▶ **DATASET ROWS**
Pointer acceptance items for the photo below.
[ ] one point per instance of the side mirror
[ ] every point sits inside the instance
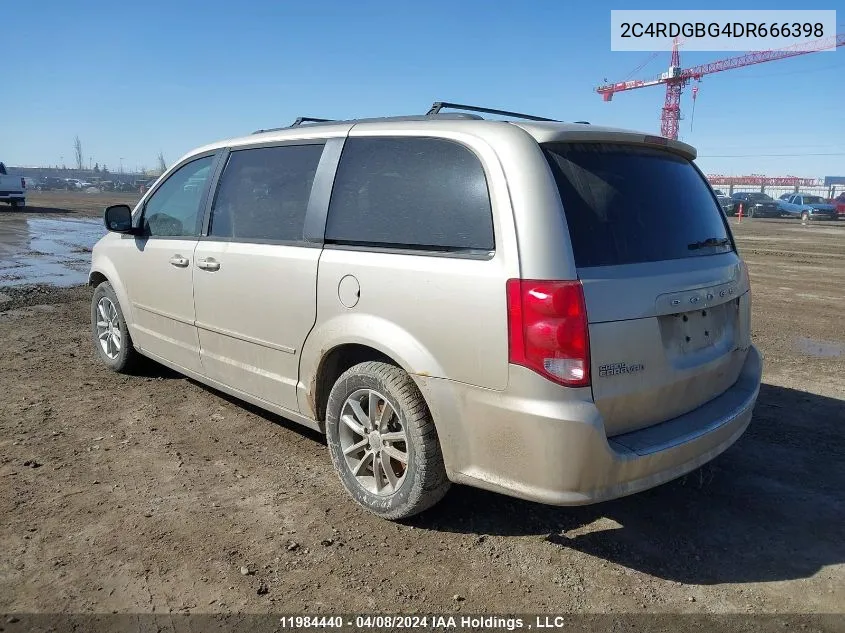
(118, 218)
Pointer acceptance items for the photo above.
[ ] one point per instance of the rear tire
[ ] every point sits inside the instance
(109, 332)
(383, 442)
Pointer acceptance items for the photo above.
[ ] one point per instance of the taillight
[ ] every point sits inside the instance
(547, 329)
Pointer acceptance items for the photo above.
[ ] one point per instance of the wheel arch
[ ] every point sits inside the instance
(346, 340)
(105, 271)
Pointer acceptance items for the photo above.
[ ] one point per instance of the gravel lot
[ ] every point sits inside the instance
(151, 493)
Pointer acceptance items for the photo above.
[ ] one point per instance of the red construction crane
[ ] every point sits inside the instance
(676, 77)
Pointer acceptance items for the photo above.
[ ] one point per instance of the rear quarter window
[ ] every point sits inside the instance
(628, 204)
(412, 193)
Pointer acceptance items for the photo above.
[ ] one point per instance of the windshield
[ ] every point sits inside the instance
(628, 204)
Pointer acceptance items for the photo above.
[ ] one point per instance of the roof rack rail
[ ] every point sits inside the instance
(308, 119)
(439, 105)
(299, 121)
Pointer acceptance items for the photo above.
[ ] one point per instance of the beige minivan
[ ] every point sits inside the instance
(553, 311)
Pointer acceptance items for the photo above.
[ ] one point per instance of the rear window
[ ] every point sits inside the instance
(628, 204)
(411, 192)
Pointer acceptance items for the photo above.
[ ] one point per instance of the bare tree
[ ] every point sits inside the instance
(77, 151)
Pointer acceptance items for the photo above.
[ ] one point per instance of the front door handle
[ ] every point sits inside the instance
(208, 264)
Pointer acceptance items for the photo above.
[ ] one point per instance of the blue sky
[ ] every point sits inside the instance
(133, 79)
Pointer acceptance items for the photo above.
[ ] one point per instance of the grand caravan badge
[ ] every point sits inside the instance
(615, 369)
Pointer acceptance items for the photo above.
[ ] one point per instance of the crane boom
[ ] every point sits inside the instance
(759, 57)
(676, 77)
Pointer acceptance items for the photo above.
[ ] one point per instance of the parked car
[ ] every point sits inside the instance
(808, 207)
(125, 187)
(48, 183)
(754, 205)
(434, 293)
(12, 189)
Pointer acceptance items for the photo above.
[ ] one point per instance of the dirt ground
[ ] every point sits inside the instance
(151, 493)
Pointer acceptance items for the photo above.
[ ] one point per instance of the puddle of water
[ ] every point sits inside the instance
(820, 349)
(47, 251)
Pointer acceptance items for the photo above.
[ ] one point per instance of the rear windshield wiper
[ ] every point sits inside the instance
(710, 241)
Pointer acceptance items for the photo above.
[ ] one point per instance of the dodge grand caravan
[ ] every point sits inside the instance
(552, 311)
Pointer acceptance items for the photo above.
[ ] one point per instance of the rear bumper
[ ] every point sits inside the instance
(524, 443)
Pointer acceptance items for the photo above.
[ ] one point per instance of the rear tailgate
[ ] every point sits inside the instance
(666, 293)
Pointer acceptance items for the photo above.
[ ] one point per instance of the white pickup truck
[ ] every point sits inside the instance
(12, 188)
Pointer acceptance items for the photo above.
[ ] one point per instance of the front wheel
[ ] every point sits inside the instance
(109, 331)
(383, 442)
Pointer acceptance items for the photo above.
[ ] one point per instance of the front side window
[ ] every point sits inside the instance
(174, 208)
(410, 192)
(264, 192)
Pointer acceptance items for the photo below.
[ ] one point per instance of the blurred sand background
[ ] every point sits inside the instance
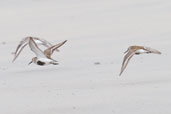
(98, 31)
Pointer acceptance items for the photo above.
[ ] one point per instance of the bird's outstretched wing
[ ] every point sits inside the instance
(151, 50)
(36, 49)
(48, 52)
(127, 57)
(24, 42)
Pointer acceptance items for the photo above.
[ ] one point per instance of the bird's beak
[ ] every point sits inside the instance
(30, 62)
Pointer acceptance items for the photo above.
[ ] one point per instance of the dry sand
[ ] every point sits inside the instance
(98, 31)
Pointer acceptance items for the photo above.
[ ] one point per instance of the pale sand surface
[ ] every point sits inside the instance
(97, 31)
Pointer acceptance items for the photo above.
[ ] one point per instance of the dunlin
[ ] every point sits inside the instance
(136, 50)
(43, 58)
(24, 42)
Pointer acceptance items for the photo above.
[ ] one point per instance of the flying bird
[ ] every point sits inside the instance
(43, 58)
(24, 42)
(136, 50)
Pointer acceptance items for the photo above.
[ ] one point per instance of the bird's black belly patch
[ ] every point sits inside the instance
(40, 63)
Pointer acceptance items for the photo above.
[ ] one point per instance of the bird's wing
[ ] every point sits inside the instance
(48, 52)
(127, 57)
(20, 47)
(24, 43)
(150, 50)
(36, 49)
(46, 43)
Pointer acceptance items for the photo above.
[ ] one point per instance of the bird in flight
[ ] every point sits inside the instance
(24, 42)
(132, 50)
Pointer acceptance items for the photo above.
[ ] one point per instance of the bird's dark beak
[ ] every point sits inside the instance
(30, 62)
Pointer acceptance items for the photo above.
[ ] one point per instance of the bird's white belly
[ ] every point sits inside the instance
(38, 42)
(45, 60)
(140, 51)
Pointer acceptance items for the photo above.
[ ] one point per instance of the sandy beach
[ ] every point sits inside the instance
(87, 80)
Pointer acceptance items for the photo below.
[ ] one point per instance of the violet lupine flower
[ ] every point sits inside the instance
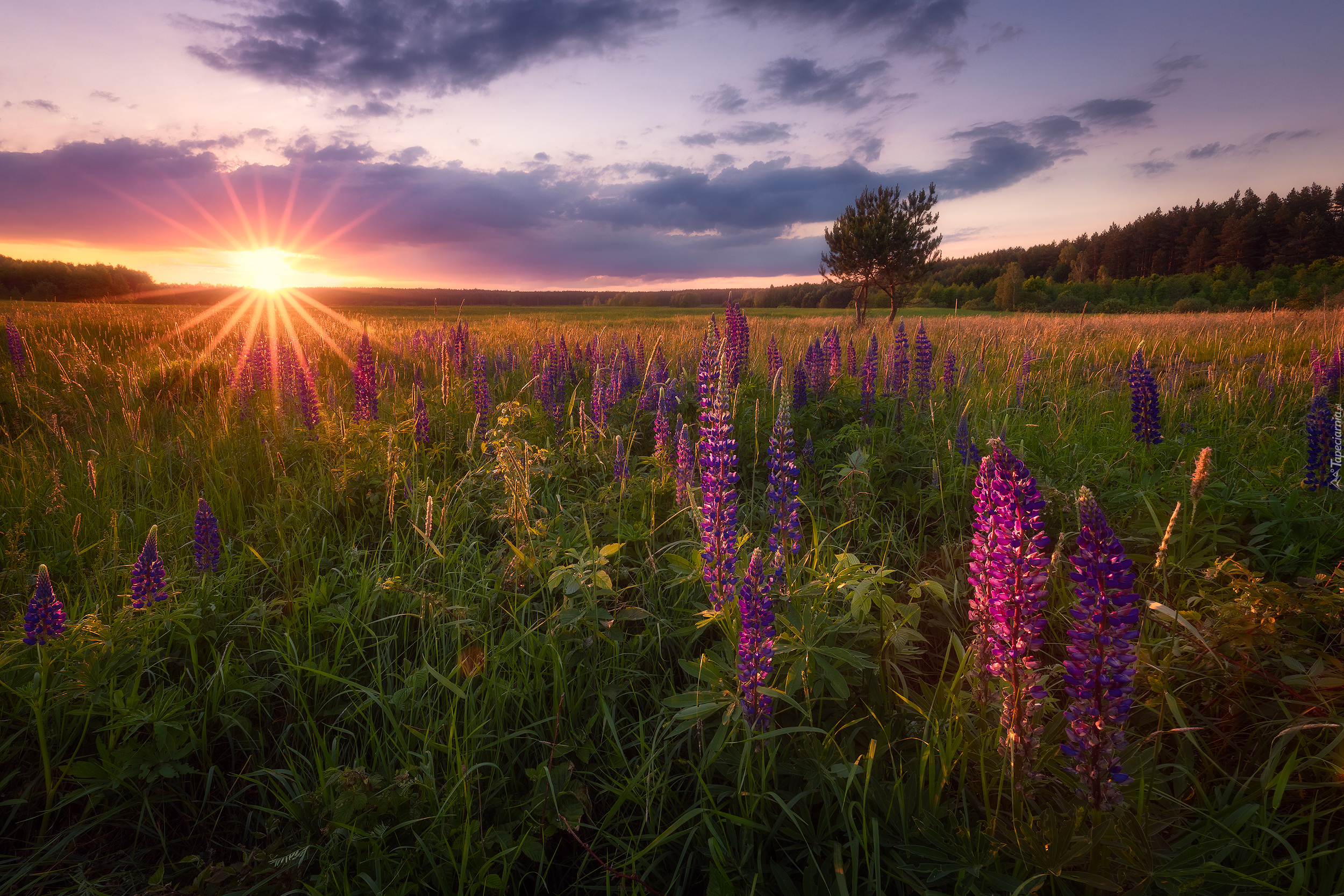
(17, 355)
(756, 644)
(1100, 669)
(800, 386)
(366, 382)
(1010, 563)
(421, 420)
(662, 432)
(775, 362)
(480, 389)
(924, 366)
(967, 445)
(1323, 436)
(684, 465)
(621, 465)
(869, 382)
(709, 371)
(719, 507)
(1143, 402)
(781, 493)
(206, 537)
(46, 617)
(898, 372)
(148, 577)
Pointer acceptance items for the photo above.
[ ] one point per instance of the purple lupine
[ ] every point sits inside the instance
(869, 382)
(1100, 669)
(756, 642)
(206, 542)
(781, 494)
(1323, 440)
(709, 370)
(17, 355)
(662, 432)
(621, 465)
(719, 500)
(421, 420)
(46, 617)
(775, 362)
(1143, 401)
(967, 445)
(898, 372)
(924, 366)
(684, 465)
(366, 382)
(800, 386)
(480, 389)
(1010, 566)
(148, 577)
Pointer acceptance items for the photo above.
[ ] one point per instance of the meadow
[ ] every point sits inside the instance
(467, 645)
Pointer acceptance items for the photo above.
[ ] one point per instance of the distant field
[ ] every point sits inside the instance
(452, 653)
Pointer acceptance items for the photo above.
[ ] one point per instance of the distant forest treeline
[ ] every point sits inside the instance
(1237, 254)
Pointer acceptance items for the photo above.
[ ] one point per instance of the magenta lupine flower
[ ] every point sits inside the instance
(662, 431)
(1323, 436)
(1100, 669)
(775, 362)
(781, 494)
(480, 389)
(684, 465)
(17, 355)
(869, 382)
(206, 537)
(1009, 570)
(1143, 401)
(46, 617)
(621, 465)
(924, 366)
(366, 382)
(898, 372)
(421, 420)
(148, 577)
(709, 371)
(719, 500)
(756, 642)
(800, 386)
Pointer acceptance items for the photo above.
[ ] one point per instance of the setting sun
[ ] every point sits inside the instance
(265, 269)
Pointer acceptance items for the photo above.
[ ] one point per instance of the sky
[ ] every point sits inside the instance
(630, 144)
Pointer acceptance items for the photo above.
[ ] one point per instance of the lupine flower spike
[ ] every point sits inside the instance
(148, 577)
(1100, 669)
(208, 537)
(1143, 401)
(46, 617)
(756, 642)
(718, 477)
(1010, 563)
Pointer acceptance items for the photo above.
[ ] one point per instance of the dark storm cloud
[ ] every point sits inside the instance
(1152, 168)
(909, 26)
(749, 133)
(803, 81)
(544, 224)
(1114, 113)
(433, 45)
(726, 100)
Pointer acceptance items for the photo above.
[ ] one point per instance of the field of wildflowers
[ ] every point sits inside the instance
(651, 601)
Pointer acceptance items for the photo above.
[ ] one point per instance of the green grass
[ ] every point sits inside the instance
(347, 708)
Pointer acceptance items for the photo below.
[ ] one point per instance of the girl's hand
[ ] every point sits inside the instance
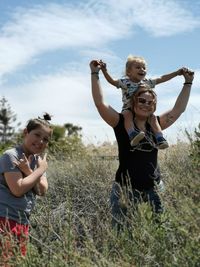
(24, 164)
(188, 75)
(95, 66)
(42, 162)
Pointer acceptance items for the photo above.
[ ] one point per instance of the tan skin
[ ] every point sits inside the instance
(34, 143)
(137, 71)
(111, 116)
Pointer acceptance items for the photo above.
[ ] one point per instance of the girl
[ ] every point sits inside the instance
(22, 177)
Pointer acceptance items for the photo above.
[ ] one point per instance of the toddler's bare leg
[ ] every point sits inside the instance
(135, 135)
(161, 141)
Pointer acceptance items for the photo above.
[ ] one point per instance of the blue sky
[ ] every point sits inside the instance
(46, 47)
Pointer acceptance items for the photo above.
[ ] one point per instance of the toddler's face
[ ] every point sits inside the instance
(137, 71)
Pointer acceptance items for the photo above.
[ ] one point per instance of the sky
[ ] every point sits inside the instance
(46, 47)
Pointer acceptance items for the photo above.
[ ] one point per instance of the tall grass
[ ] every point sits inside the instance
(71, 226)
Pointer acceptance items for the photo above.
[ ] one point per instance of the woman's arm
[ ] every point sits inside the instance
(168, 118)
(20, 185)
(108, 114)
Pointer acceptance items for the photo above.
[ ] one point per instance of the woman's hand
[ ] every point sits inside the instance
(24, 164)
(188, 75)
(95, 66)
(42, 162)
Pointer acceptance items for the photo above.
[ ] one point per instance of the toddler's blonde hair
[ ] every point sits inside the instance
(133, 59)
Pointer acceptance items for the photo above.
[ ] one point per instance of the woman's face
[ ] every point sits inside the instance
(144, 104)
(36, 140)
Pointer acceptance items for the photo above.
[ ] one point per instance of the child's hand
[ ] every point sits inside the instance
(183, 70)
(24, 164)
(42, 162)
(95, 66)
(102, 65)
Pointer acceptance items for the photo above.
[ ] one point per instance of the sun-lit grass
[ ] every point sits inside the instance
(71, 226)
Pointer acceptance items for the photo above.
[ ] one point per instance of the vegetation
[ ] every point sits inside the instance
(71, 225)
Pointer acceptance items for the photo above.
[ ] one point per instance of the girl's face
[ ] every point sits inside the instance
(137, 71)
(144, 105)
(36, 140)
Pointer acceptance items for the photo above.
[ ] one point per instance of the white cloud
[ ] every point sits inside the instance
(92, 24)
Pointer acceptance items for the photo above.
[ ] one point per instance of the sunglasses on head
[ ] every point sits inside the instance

▶ **JOB**
Return every line of the data that contains the string "bare", matching case exactly.

▶ **PROBLEM SOLUTION**
[ ] one point per instance of the bare tree
[ ] one point per instance of the toddler's bare leg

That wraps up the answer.